> [DATASET RECORDS]
:::::

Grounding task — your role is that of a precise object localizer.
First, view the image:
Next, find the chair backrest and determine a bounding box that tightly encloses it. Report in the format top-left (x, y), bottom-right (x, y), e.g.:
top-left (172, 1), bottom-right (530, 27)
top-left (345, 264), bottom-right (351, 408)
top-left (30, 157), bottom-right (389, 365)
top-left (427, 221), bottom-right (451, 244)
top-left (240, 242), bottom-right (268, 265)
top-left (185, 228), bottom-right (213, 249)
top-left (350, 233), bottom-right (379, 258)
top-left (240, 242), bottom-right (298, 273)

:::::

> [WHAT TO DO] Rewrite all of the records above, swapping "chair backrest" for "lamp shade" and leaving everything else unchanged.

> [EXERCISE OUTPUT]
Grounding task — your role is that of a precise object localizer.
First, view the image:
Next, find the lamp shade and determine a bounding box that tightly encloses it. Report in the format top-left (x, y), bottom-right (x, y), e.g.:
top-left (172, 1), bottom-right (530, 27)
top-left (345, 264), bottom-right (351, 408)
top-left (30, 157), bottom-right (389, 365)
top-left (427, 221), bottom-right (451, 244)
top-left (240, 242), bottom-right (268, 265)
top-left (185, 228), bottom-right (213, 249)
top-left (350, 233), bottom-right (379, 258)
top-left (240, 242), bottom-right (298, 273)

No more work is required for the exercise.